Exercise materials -
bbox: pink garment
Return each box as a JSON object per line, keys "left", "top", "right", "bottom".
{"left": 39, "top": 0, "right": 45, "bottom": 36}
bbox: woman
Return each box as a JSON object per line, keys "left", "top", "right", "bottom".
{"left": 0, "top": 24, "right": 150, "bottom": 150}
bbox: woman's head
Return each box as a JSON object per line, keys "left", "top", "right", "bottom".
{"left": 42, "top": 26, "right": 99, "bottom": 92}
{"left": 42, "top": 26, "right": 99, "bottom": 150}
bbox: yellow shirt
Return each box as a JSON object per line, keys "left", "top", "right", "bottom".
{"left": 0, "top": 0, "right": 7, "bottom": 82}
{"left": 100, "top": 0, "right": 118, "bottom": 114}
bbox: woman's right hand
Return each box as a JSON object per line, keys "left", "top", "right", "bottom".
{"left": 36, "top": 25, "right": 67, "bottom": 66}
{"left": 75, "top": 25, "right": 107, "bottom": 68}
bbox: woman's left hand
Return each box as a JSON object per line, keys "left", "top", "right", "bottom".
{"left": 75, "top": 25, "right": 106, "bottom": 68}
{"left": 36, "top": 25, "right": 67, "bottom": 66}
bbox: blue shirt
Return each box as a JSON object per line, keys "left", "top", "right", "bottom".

Your instructions - The response consists of the lines above that contain "hand".

Answer below -
bbox: woman's right hand
bbox: woman's left hand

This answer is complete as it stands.